## To do
a) In the text on intercoder reliability in Delve, how many researchers must code the same transcript to calculate a reliability score?
b) Continue the text on intercoder reliability in Delve from where it stops.

## Text section

* * *

Calculating your intercoder reliability in Delve.

Written by Alex Limpaecher

Overview

Intercoder reliability is a measure of agreement or consistency among two or more coders who independently code a transcript. It measures if two or more coders apply the same codes to the same text in the same way. Intercoder reliability may be useful in situations such as:

  • Publication or reporting requirements where reliability metrics are required

  • Training new researchers to ensure alignment with a shared codebook

  • Deductive qualitative analysis where codes are predefined and consistency is important

To calculate an intercoder reliability score in Delve you will need two or more researchers to code the same transcript. Follow the steps below to calculate intercoder reliability.


Calculate Intercoder Reliability

Step 1: Create a project with a codebook

Intercoder reliability measures how your team applies the same codebook. Before you begin coding, you will need a codebook with well-defined code descriptions.

* * *

## Records supplied
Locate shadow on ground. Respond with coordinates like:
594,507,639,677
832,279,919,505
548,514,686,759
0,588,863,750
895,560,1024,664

* * *

## Outputs by task
a) Two or more researchers.

b)
Step 2: Invite Your Team to the Same Project

After creating the project with a codebook, invite your team using the share button in the upper right-hand corner.

Step 3: Your team should code the transcript using the Code By Me View

Your research team should code the same transcript without looking at each other’s work. They can do this using the Coded By Me feature, which hides all other team members’ coding.

Note: For intercoder reliability, teams should agree whether coders are allowed to add new codes. This method is most appropriate for deductive coding where the codebook is predefined.

Step 4: Calculate your intercoder reliability score

To calculate intercoder reliability, open the Transcript dropdown and click Coding Comparison.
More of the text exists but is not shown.